## Problem details
Repeat the material below word for word, leaving out any pictures.

## Data supplied
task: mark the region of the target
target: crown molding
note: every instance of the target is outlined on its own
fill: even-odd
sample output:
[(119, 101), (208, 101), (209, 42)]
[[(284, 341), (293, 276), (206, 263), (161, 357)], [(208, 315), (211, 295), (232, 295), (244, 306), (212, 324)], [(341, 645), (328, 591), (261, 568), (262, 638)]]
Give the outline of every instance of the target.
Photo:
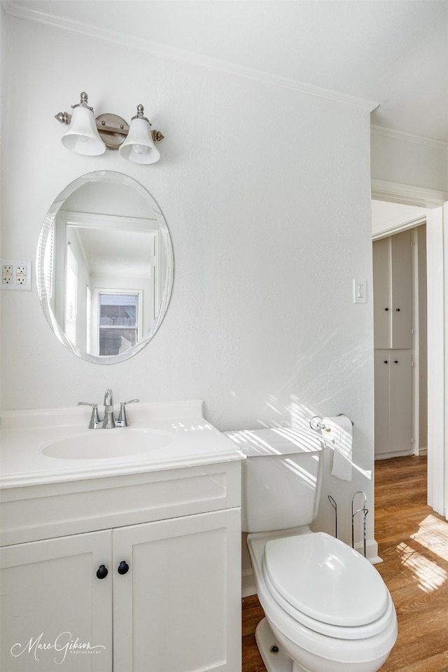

## Result of the exercise
task: mark the region of the target
target: crown molding
note: every instance of the target is outlined on its own
fill: even-odd
sample output:
[(119, 101), (208, 101), (209, 42)]
[[(284, 341), (293, 276), (206, 263), (161, 357)], [(208, 315), (211, 295), (232, 295), (244, 306), (212, 324)], [(341, 645), (328, 591), (261, 568), (262, 638)]]
Give the outline of every instance of the target.
Photo:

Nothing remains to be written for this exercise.